Does each statement agree with the politics post below? Answer yes or no, and quote the words from the post that decide it. 1. The writer did statistical analyses of data in a former day job. 2. The writer says being a presidential candidate must be easy. 3. The writer attributes the line about three kinds of lies to Mark Twain.

··· Reading passage ···

Wednesday, October 5, 2016

Ten Reasons I Hate Politics and One Reason I Don’t - Part 2



2.  I’ll Do Anything To Get Elected

I’ll even kiss your baby if that’s what it takes.

“No, thank you. I don’t want to take the chance that those politician parasites get transferred to my child. There’s been too much of the resulting disease going around as it is.”

I will admit, it must be hard being a presidential candidate. You have to travel everywhere, mingle with thousands of people you don’t know and pretend to be their friend or even a long lost family member, and not let anything anyone says to you get under your skin (or at least be able to wait until you get back to your hotel room to exfoliate). You have to remember tons of facts (or at least the ones that favor your position) about the economy, the climate, energy, agriculture, the culture, terrorism, world politics, world leaders, world champions, and world scumbags. And God forbid you should ever forget the name of a federal agency you want to defund. That’ll cost you the election in nothing flat.

But the biggest things that have to be remembered are the lies or misrepresentations you are perpetuating about your opponent. Mark Twain is known for saying, “If you tell the truth, you don’t have to remember anything.” I suppose he would also say, “The more you lie, the more you have to remember.” This being so, we know that most politicians have to remember a LOT. In fact, if I’m not mistaken, I believe that before you can become a professional politician, you have to pledge that you will lie at every opportunity. Well, at least at every opportunity that helps your campaign and diminishes the other guy’s.

Much of the misrepresentations the politicians use against one another involves statistics. But as Mark Twain was also known for saying, “There are three kinds of lies: lies, damned lies, and statistics.” I know where Twain is coming from. I did a lot of statistical analyses of data in my former day job, and I know that there are many ways of presenting statistical results. Look at the data one way and things seem bad. Look at them another way and things seem good. I’ll let you guess which way the politicians use these results when it comes to themselves versus their opponents.

A politician must always be quick to point out how the decisions of their opponent nearly collapsed Western civilization (which some actually believe is a good thing) and how all of his or her own decisions led to full employment, a budget surplus, the cure for cancer, and even the emergence of the Internet. The savvy politician must NEVER admit that anything his opponent did ever led to something good. But if it is obvious to everyone that it did lead to something good, then you MUST find a way to divert the credit back to someone in your own party.

Perhaps you are a person that likes all these shenanigans that politicians like to pull. I don’t. I like to give credit where credit is due and blame where blame is due. Unfortunately, I am finding more and more things to blame coming out of DC and less and less things to credit.

··· Source material ···

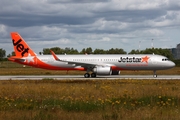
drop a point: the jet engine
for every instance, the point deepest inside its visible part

···

Response to this task:
1. Yes: "I did a lot of statistical analyses of data in my former day job"
2. No: "it must be hard being a presidential candidate"
3. Yes: "as Mark Twain was also known for saying, “There are three kinds of lies: lies, damned lies, and statistics.”"